* BRIEF:
Report how many lines of the rows below contain the string "soil", counting case-sensitively. Give only the number.

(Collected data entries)
Begin

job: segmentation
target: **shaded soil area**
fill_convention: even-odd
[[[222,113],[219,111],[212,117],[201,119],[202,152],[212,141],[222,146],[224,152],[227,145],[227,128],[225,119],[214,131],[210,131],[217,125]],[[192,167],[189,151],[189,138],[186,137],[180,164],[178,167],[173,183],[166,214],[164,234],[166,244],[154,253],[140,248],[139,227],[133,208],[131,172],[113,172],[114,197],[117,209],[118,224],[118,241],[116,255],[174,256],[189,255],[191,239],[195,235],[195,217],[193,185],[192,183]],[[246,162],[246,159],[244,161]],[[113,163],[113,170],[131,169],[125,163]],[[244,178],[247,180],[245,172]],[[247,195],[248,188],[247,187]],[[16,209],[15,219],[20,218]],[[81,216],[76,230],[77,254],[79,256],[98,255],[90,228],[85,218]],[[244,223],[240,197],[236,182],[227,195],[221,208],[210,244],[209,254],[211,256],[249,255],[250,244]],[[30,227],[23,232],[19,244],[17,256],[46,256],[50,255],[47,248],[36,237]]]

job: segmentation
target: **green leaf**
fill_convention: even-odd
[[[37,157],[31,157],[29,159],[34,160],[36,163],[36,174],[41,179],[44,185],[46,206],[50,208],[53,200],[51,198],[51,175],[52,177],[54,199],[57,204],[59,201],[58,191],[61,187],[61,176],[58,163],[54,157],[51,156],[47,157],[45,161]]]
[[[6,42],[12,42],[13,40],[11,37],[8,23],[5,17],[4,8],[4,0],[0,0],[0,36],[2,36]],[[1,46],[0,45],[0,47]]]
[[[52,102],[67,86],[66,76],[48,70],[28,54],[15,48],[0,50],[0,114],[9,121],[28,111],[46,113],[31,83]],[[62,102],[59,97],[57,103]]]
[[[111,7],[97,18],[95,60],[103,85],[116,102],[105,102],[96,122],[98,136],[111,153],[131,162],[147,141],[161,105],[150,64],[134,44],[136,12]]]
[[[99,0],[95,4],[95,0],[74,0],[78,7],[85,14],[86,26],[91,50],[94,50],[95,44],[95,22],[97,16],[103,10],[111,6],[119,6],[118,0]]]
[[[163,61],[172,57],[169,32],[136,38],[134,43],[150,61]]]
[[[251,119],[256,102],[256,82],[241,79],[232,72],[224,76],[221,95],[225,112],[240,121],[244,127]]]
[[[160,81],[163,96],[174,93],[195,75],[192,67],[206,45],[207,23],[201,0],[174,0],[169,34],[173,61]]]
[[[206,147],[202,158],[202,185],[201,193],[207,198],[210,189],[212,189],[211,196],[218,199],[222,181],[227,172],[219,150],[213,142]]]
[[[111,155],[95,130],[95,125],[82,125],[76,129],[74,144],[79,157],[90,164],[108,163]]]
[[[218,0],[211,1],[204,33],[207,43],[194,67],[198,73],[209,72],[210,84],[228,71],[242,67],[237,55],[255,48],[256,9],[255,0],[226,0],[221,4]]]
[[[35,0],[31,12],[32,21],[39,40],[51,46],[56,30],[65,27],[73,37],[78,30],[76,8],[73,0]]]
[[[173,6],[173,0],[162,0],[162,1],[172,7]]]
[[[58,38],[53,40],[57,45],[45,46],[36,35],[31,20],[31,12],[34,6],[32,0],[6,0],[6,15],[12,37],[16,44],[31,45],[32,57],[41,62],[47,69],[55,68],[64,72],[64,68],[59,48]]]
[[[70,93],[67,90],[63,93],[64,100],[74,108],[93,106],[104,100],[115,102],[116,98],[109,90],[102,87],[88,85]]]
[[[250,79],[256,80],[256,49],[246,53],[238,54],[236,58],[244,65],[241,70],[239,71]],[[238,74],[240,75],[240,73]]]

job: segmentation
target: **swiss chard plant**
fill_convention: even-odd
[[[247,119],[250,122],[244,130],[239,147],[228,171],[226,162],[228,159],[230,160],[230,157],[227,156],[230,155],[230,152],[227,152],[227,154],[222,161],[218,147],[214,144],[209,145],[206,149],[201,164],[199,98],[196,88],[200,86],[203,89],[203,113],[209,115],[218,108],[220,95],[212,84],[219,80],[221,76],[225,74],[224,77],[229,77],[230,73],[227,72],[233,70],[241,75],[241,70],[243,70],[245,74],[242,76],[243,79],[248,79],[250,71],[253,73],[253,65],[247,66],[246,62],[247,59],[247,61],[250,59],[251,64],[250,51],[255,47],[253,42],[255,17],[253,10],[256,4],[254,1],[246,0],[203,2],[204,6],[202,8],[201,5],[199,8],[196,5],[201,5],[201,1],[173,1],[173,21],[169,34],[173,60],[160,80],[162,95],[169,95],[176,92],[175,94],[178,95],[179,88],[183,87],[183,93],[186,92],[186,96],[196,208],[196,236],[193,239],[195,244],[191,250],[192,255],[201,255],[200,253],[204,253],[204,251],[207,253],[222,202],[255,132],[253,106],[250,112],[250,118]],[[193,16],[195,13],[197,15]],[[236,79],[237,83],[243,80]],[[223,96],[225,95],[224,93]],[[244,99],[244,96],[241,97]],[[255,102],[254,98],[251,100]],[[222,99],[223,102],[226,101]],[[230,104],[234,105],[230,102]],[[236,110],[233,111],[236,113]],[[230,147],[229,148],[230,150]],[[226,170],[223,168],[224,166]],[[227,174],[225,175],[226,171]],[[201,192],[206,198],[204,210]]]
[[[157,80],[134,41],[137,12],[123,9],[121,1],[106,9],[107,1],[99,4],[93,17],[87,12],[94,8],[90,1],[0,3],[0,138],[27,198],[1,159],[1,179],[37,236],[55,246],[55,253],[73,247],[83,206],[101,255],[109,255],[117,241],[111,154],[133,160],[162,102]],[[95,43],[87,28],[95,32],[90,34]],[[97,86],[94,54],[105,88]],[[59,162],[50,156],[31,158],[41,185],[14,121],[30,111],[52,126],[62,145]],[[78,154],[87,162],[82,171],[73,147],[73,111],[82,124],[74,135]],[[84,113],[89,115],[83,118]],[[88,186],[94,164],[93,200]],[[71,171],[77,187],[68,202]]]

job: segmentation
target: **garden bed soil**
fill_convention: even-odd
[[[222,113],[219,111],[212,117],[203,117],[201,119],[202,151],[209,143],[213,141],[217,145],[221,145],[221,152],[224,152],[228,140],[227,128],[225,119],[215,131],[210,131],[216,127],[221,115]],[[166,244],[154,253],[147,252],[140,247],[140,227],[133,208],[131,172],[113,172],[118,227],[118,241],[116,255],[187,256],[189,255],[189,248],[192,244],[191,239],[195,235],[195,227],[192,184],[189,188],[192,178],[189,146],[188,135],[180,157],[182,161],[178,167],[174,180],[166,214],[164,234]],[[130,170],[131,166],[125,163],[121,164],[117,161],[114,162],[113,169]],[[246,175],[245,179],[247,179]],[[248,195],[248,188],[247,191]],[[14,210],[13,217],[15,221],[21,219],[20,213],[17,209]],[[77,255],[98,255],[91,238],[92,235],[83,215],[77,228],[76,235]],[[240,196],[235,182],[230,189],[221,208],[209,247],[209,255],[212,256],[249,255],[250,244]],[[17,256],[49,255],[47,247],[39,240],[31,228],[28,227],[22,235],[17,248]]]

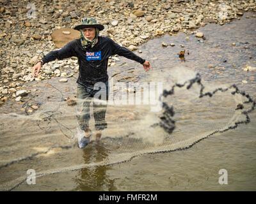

End

* RESULT BELOW:
2